╭─ Records to process
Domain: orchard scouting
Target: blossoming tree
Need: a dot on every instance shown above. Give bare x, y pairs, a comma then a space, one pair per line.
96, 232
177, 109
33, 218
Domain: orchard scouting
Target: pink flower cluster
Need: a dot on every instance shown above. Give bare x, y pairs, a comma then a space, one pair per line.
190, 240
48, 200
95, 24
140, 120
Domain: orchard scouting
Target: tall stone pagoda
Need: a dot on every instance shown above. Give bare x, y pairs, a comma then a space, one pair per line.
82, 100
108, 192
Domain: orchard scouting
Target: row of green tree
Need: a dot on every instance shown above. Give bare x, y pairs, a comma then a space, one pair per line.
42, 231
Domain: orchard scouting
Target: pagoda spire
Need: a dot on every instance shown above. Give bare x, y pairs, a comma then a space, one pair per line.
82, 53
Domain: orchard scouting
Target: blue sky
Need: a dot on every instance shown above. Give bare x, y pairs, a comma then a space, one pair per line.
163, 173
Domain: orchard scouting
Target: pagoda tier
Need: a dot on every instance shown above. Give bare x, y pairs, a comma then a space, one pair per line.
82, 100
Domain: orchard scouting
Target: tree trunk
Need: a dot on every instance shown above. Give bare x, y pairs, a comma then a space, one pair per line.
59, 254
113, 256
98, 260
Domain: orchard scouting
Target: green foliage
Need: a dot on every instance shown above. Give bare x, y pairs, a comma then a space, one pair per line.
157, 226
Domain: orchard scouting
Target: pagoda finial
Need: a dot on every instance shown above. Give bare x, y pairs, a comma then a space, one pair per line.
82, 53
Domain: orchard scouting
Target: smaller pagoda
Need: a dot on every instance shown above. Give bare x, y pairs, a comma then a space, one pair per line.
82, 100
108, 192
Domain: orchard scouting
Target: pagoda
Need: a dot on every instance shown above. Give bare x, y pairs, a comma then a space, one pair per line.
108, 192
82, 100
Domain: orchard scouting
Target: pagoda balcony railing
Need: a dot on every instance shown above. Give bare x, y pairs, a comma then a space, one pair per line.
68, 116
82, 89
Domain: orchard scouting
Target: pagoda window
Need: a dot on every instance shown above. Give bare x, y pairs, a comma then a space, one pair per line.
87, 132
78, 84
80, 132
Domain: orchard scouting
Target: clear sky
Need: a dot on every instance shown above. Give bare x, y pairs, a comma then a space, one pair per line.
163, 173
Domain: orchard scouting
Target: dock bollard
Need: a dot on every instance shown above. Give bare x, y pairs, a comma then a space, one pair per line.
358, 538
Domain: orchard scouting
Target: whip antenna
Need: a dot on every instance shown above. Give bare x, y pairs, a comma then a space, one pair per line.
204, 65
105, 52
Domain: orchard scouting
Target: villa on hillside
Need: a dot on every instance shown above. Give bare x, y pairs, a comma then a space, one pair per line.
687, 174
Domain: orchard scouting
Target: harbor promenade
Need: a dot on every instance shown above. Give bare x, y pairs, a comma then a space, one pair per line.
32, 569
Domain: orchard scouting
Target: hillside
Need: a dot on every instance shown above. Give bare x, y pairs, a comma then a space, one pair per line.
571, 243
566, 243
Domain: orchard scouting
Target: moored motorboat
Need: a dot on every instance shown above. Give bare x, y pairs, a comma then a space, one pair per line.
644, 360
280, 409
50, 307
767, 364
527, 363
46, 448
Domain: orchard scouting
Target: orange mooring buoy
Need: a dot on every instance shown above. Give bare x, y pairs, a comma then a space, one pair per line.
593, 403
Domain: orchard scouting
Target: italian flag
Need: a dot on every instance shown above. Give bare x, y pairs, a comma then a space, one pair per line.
╰─
Stated problem -
Extract, word for word, each line of the listing above.

Solution to the exercise -
Domain: orchard scouting
Target: blossoming tree
Need: a dot on every instance shown above. Give bare x, y pairs, a comma then a space, one pair per line.
96, 232
177, 109
33, 218
Domain: orchard scouting
Target: pink flower cluster
Need: a dot on every instance shown above. Give bare x, y pairs, a comma then a space, one pair per line.
190, 240
48, 200
95, 24
140, 120
Domain: orchard scouting
Target: tall stone pagoda
Need: a dot on every instance shown above. Give bare x, y pairs, a comma then a space, one pair per line.
82, 100
108, 192
Domain: orchard scouting
Target: row of green tree
Need: a dot on every instance shown above. Give bare x, y pairs, a comma then a space, one pair per line.
42, 231
Domain: orchard scouting
Target: pagoda spire
Need: a dot on every instance shown above. Give bare x, y pairs, a comma then a space, one pair per line.
82, 53
Domain: orchard scouting
Target: blue sky
Need: a dot on every instance shown above. Give bare x, y pairs, a comma then a space, one pair per line.
163, 173
Domain: orchard scouting
Target: pagoda tier
Need: a dot on every instance shown above. Give bare x, y pairs, a comma then a space, one pair per line.
82, 100
Domain: orchard scouting
Target: tree trunk
Need: a dot on every instance shown above. Give bare x, y pairs, a comma then a space, one pair per line.
59, 254
113, 256
98, 260
Domain: orchard scouting
Target: green foliage
Need: a dot on every instance shown above. Give bare x, y pairs, a comma then a space, one pair per line.
157, 226
Domain: orchard scouting
Target: pagoda finial
Need: a dot on every instance shown above. Give bare x, y pairs, a comma then a space, one pair per line.
82, 53
Domain: orchard scouting
Target: smaller pagoda
Need: a dot on every instance shown above. Give bare x, y pairs, a comma then a space, one pair per line.
82, 100
108, 192
Domain: orchard scouting
Target: pagoda
Need: a dot on every instance shown above. Give bare x, y pairs, a comma then a space, one pair per line.
108, 192
82, 100
Domain: orchard scouting
Target: pagoda balcony railing
Need: a dot on every instance shown above. Give bare x, y pairs, a comma then a space, one pair per line.
68, 116
82, 89
Domain: orchard scouting
Target: pagoda window
Need: a dot on every instance shown above. Give bare x, y pairs, a comma then a space, one pair per line.
87, 132
78, 84
80, 132
Domain: orchard scouting
Target: clear sky
Need: a dot on every instance shown above. Give bare x, y pairs, a comma then a space, one pair per line.
163, 173
Domain: orchard scouting
Target: dock bollard
Need: a dot on every instance shown above. Give bare x, y pairs, a comma then a space, one pair per line.
358, 538
Domain: orchard scouting
Target: whip antenna
Need: a dot on every instance shown above. Give bare x, y pairs, a comma then a space, one pair per line.
204, 65
105, 52
Domain: orchard scouting
Target: villa on hillside
Need: a dot on every instance shown above. Give bare x, y pairs, a comma then a space, one pair per line.
687, 174
Domain: orchard scouting
Target: harbor promenade
Need: a dot on every instance shown above. Give bare x, y pairs, a comma then a space, one pair per line.
32, 569
Domain: orchard scouting
Target: hillside
Need: a dot on every instance shown above. Give bare x, y pairs, a comma then a space, one pair per line.
571, 243
566, 243
Domain: orchard scouting
Target: moored motorboat
Need: a dot on every instance shown above. Give bare x, y pairs, a comma then a space, one pair per line.
644, 360
280, 409
50, 307
767, 364
527, 363
46, 448
Domain: orchard scouting
Target: orange mooring buoy
Need: a dot on every instance shown above. Give bare x, y pairs, a comma then a space, one pair per line.
593, 403
Domain: orchard scouting
Target: italian flag
Need: a dot on every instance shown above. Give bare x, y pairs, a comma then a space, one pair per line.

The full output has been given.